▸ **REQUEST A**
Retype the passage of the television news excerpt from "Boys follows a" up to and including "Coast last August.".
▸ **REQUEST B**
Carry the television news excerpt forward with new text that follows its final sentence.

TBS will produce two scripted series and develop several others as companion pieces to acquired comedies. The network greenlighted production of two half-hour Sony series: My Boys and 10 Items or Less. Both are slated for fourth quarter launches, with production kicking off later this year.
TBS built strong ratings from reruns of acquired shows including Sex and the City, Everybody Loves Raymond, Seinfeld and Friends but has been less successful with the original comic reality shows such as Daisy Does America and Minding the Store, neither of which earned second-season renewals.
Boys follows a twentysomething female sportswriter, whose tomboyish ways hurt her dating life. Jordana Spiro leads an ensemble cast as PJ in the series from Sony Pictures Television and Pariah. The show is executive-produced by Gavin Polone (Curb Your Enthusiasm), Jamie Tarses and writer Betsy Thomas (Run of the House).
10 Items or Less is a partially improvised series about the workplace shenanigans that ensue when a struggling New York executive moves home to take over the family-owned supermarket after his father dies. The show stars John Lehr from the mockumentary Memron and is executive-produced by Lehr, Robert Hickey and Nancy Hower.—A.B.
Nielsen Back In New Orleans
Nielsen Media Research will resume ratings in the New Orleans market next February, the first time the ratings company will measure that market since Hurricane Katrina devastated the Gulf Coast last August.
Nielsen says it will use 300 participating households for a set-top meter and diary system, eventually building up to 400 households.Before the storm, New Orleans ranked as the 43rd-largest TV market, with about 672,000 TV homes.

▸ **RECORDED INFORMATION**
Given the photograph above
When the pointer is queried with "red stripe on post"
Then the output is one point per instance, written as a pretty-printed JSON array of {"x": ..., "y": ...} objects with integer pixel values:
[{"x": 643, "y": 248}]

▸ **WRITTEN ANSWER A**
Boys follows a twentysomething female sportswriter, whose tomboyish ways hurt her dating life. Jordana Spiro leads an ensemble cast as PJ in the series from Sony Pictures Television and Pariah. The show is executive-produced by Gavin Polone (Curb Your Enthusiasm), Jamie Tarses and writer Betsy Thomas (Run of the House).
10 Items or Less is a partially improvised series about the workplace shenanigans that ensue when a struggling New York executive moves home to take over the family-owned supermarket after his father dies. The show stars John Lehr from the mockumentary Memron and is executive-produced by Lehr, Robert Hickey and Nancy Hower.—A.B.
Nielsen Back In New Orleans
Nielsen Media Research will resume ratings in the New Orleans market next February, the first time the ratings company will measure that market since Hurricane Katrina devastated the Gulf Coast last August.

▸ **WRITTEN ANSWER B**
Following the storm, hundreds of thousands of residents have left, and many are not expected to return. Nielsen, working with research firm Claritas, plans to release market estimates in September.—A.R.
Sweeney Joins B&C, NAB Lunch
Anne Sweeney, co-chair of Disney Media Networks and President of the Disney-ABC Television Group, will give the keynote at the NAB/Broadcasting & Cable TV Masters Luncheon April 25 from noon to 2 p.m. at the Las Vegas Hilton. Sweeney controls a high-flying group of broadcast and cable assets that have lately made headlines for their bold multiplatform programming deals.
Sweeney joins top-tier panelists Larry Kramer, president of CBS Digital Media; Ric Harris, executive VP/general manager, Digital Media and Strategic Marketing, NBC Universal TV stations; Terry Mack, executive VP, Hearst-Argyle Television, and head of its digital media unit; Susana Schuler, Raycom Media VP of news; and Bill Hague, VP, Frank N. Magid Associates. These TV pros will discuss “Turning TV Content into Revenue.”